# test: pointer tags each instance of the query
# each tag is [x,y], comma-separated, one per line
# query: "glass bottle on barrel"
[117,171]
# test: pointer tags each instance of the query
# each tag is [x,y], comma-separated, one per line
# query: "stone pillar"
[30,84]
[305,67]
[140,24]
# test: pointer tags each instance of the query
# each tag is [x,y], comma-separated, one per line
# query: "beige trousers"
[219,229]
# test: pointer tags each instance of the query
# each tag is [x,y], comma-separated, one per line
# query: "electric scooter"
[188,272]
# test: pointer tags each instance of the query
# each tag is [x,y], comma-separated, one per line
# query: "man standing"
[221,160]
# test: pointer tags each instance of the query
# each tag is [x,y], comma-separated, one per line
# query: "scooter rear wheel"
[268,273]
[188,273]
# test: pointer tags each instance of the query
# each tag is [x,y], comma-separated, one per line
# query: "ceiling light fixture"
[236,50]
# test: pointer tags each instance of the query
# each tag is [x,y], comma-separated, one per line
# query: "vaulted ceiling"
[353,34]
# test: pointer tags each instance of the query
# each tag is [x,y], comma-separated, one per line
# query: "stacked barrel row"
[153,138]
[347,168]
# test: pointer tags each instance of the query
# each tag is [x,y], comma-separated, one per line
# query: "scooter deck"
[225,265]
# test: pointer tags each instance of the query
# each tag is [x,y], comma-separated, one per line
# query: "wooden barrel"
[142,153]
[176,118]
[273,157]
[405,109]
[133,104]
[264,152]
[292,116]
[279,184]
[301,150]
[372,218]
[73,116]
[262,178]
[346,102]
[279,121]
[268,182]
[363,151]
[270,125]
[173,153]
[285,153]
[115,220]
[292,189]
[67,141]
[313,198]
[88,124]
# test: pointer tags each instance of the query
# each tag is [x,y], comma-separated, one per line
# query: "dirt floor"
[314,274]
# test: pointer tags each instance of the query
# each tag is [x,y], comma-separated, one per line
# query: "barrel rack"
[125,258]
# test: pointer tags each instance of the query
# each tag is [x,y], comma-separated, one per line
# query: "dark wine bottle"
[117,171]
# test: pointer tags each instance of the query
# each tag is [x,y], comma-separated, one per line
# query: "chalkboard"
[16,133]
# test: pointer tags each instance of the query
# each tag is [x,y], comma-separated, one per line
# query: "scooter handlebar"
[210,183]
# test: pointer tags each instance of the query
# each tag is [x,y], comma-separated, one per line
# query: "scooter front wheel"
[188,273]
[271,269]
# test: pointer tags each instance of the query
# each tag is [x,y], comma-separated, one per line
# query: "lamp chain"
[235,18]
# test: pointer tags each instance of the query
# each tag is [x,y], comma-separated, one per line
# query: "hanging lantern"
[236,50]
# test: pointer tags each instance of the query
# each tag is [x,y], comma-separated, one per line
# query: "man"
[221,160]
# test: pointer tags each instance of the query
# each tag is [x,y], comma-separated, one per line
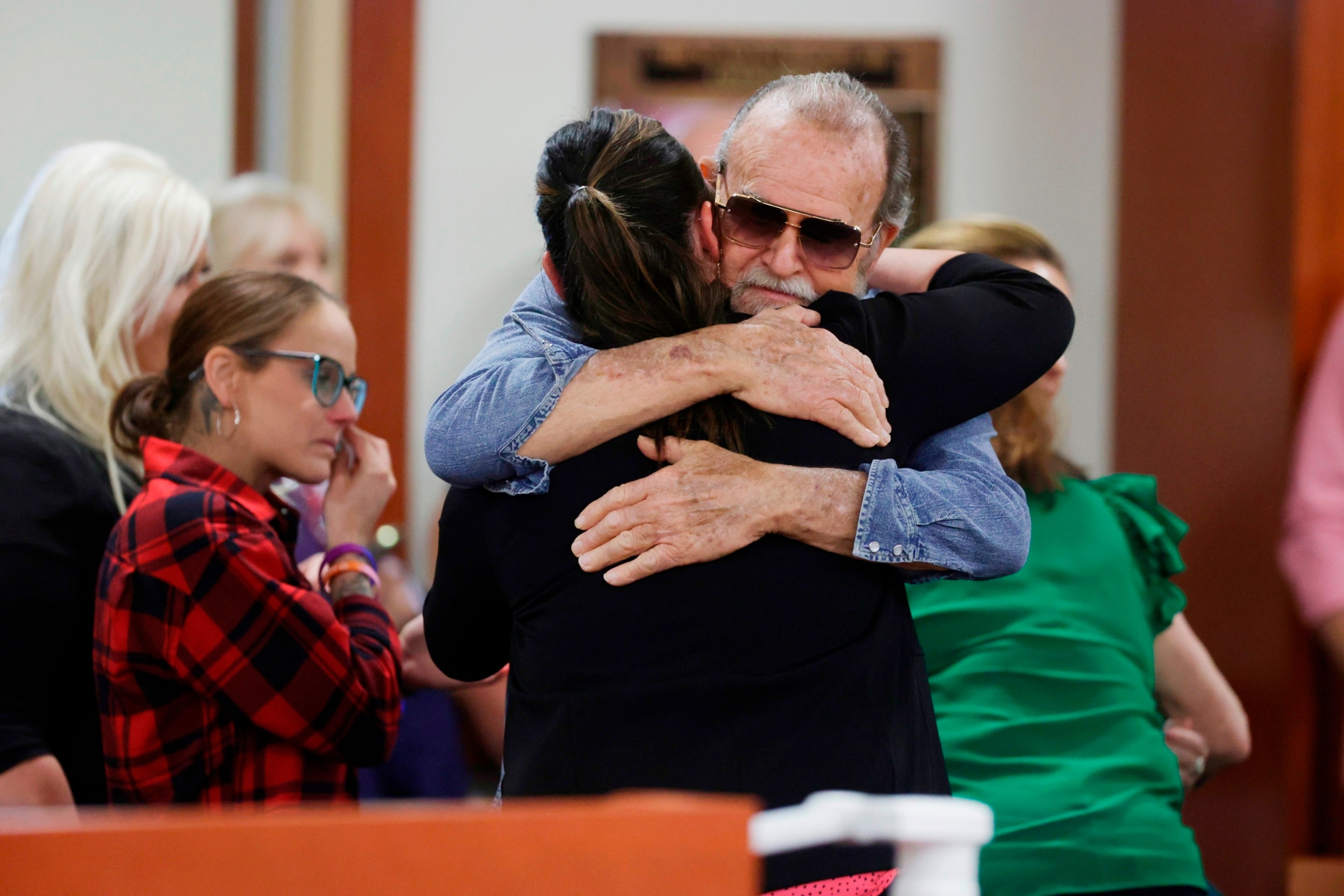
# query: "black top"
[54,525]
[777,671]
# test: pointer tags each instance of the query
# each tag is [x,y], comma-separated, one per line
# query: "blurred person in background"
[224,676]
[266,224]
[1073,698]
[94,268]
[1311,553]
[262,222]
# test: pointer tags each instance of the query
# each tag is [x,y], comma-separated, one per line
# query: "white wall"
[1029,131]
[152,73]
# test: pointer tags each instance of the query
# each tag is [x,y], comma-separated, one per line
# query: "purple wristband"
[350,547]
[342,550]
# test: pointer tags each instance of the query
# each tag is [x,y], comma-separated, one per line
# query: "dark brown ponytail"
[616,199]
[245,309]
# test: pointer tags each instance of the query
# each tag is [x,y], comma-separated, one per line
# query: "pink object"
[872,884]
[1312,549]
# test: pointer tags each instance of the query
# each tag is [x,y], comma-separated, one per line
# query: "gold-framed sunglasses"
[826,242]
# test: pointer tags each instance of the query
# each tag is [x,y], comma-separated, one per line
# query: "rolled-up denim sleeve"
[476,427]
[953,507]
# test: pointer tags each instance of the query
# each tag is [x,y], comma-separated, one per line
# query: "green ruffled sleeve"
[1154,534]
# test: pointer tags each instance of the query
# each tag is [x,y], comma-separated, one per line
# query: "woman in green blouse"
[1073,698]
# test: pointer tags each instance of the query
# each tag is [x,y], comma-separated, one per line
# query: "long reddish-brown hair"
[1027,425]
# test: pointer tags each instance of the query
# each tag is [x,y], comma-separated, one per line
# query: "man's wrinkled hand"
[794,368]
[706,504]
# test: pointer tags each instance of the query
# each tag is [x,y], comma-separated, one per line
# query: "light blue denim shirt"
[953,507]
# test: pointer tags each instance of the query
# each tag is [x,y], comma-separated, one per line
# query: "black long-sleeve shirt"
[56,516]
[777,671]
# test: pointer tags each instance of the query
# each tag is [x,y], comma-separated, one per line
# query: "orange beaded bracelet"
[349,565]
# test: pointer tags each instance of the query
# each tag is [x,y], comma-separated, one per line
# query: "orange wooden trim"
[650,844]
[1318,178]
[378,203]
[245,85]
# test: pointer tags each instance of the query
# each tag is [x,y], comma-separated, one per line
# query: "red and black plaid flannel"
[222,676]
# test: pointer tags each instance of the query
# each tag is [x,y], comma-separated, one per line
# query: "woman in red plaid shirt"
[222,675]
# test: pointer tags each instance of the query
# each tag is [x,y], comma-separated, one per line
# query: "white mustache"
[798,287]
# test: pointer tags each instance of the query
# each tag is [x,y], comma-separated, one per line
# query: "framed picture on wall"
[694,85]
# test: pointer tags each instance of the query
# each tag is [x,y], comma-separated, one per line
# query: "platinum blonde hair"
[253,214]
[88,264]
[838,102]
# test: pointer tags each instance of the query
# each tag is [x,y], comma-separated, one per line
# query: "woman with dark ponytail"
[781,668]
[222,675]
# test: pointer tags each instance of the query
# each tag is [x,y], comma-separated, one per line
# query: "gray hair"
[838,101]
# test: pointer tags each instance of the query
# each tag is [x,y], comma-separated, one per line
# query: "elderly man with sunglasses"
[799,215]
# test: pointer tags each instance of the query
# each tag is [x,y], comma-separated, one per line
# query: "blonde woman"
[1073,696]
[93,270]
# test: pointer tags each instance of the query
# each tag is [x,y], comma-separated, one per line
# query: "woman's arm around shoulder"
[980,334]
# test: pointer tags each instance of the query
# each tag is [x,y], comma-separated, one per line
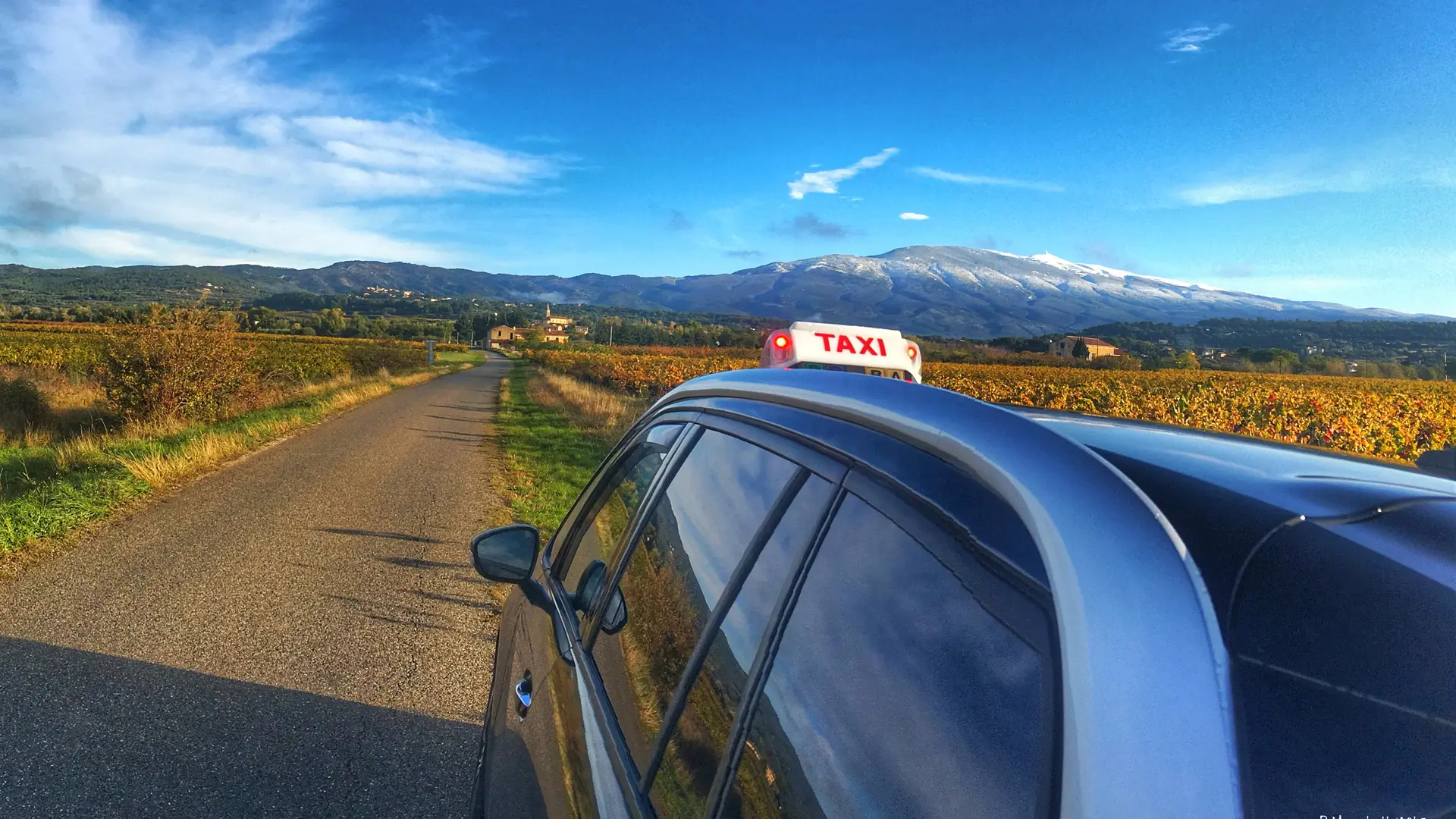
####################
* [Exercise objective]:
Print the complete listing exactly, apart from any pictures.

* [Exercise result]:
# test: pointer tags each instance of the query
# each tag is [x,y], comma-separated, one per line
# query: "glass bottle on barrel"
[117,171]
# test: pointer tags each instance of the query
# each tag is [x,y], comma-separated, one per line
# query: "stone pillar"
[30,84]
[305,67]
[140,24]
# test: pointer tags each instance of the query
# each tag is [x,y], comma-separated, one per line
# query: "beige trousers"
[219,229]
# test: pointer tags each instance of the query
# each tag is [x,y], comma-separated, one per line
# query: "electric scooter"
[188,272]
# test: pointer tags each instance of the query
# each tag is [x,y], comma-separated, one per line
# query: "man standing"
[221,160]
# test: pointer tags each instance of the query
# each tag is [x,y], comma-separated, one per line
# query: "scooter rear wheel"
[268,273]
[188,273]
# test: pointer tags each instance of the query
# each tag is [x,y], comma-separated, one per line
# query: "ceiling light fixture"
[236,50]
# test: pointer tags each instance of the query
# each tag is [x,y], comma-separated, one per line
# query: "vaulted ceiling"
[353,34]
# test: pointer tags each instance of the query
# each tag is [x,y], comma-separated, one per line
# query: "stacked barrel row"
[153,138]
[347,168]
# test: pointer tags each instance of the query
# each tag is [x,y], comma-separated, one per line
# query: "scooter deck"
[225,265]
# test: pointer tags each instance of the query
# each tag is [x,y], comma-separated, one per line
# query: "wooden barrel"
[142,153]
[176,118]
[273,157]
[405,109]
[133,104]
[264,152]
[292,116]
[279,184]
[301,150]
[372,218]
[73,116]
[262,178]
[346,102]
[279,121]
[268,182]
[363,151]
[270,125]
[173,153]
[285,153]
[115,220]
[292,189]
[67,141]
[313,198]
[88,124]
# test: pointer tags each instance of the query
# each tag is [x,y], comma-separated, one per line
# query: "dirt floor"
[314,274]
# test: pointer tags each instance of the query
# each tag is [x,y], comma-separated, one per line
# query: "barrel rack"
[125,258]
# test: pointer tags each instance of the query
# each tag is [x,y], comma-separated, one per line
# query: "dark wine bottle"
[117,171]
# test: pointer tags each instance of the query
# each tag is [x,y], comma-separated, one per line
# query: "chalkboard"
[16,133]
# test: pointer tags each instance of the query
# each tag is [x,y], comma-separated, one per line
# query: "scooter handlebar"
[210,183]
# test: pointer tags each instance of the query
# each tag is [x,y], comma-separated, one per line
# query: "scooter front wheel"
[188,273]
[271,269]
# test: pointer tags each instance of the query
# each tag is [x,y], comma-separated, one per line
# query: "lamp chain"
[235,18]
# test: pointer tags each instance of the query
# each tag is [x,y], comma-separated, one per line
# query: "hanging lantern"
[236,50]
# test: pointer tags each instance of the query
# each tag is [x,y], comma-separated, one per line
# query: "man"
[221,160]
# test: pointer tags each instance of the query
# each tag is [x,y], comma-separated, one per line
# query: "black top"
[54,525]
[777,671]
# test: pointer tags each instance of the query
# each tag is [x,y], comma-separated, one per line
# query: "blurred person in background"
[224,676]
[266,224]
[1073,698]
[94,268]
[1311,553]
[262,222]
# test: pointer tags each instance of the query
# each tag is [x,y], comma-separated, one per line
# query: "white wall"
[1029,131]
[152,73]
# test: pointer tags each instance of the query
# each tag is [x,y], comma-separated, one per line
# query: "purple wristband"
[350,547]
[342,550]
# test: pointer tags each instance of the query
# each tag is [x,y], comma-separated, one per line
# query: "dark brown ponytail"
[616,199]
[245,309]
# test: pointer tags each instance of the query
# each tag is [x,y], comma-separated, one per line
# query: "pink object"
[872,884]
[1312,549]
# test: pointer tags each instance of the query
# each tag is [x,y], comma-separated, one per line
# query: "gold-framed sunglasses"
[826,242]
# test: pointer tags each instance of the query
# each tag is [x,y], comma-separated, one per line
# query: "rolled-up denim sleeve"
[476,427]
[953,507]
# test: pointer tags each instance of the query
# each tag is [x,y], comma-separated, one per line
# query: "green ruffled sleeve"
[1154,534]
# test: pointer tags each instance of the query
# each tag is [x,y], comma-separated, one per line
# query: "woman in green blouse"
[1073,698]
# test: pointer tags each instance of the query
# each tag is [x,y], comma-separated, one per line
# query: "long reddish-brown hair"
[1027,425]
# test: pointer tags each instance of the query
# each tag is [x,y], comma-separated, one per line
# query: "man's wrinkled hand"
[794,368]
[706,504]
# test: pointer tags each instance of the query
# each tag is [x,y], comma-separated, one per line
# query: "light blue denim shirt"
[953,507]
# test: pointer tags each instance of the query
# each tag is [x,y], comma-separated, one per line
# query: "black long-sleeve shirt"
[56,516]
[777,671]
# test: pointer tags each instance of the query
# each tag is [x,y], comma-separated, one per line
# query: "orange beaded bracelet"
[349,565]
# test: pointer tags each instance of the query
# each tag is [x,y], comma-separated, one per line
# query: "orange wooden trim"
[650,844]
[1318,178]
[378,203]
[245,85]
# test: pointer tags each instance of the query
# each tag is [x,y], comma-separated, one per line
# query: "red and black plaid flannel"
[222,676]
# test: pointer tags each instance of the query
# each tag is [x,y], comma-separated, one per line
# query: "woman in red plaid shirt"
[222,675]
# test: pointer tags each instance of the query
# each tag is [x,y], comma-separated, one per line
# query: "white mustache"
[798,287]
# test: pointer tags each instance of the query
# each tag is [x,y], comma-separated, one per line
# query: "framed picture on wall"
[694,85]
# test: pointer tags each instance of the query
# each tag is [x,y], comma-separated, one per line
# query: "platinum blonde hair"
[253,214]
[88,264]
[838,102]
# test: pointer tags each instance of the query
# each tag is [x,y], comma-separated, one per line
# query: "woman with dark ponytail"
[781,668]
[222,675]
# test: pointer tags each instance of the query
# each tag is [x,y], comma-separated, one per line
# query: "gray hair"
[838,101]
# test: pointer tags each instance of the query
# each tag is [x,y], comma-separated, one per line
# query: "elderly man with sunglasses"
[799,215]
# test: pointer tags each instance of the query
# each tag is [x,y], comma-separated, one per line
# query: "blonde woman"
[1073,696]
[93,270]
# test: pointer tags each instance of the query
# each tag is [x,y], comma-separated, one per line
# query: "woman's arm around shoulder"
[980,334]
# test: pointer tags each instance of the query
# each tag is [x,y], comma-separated, one per line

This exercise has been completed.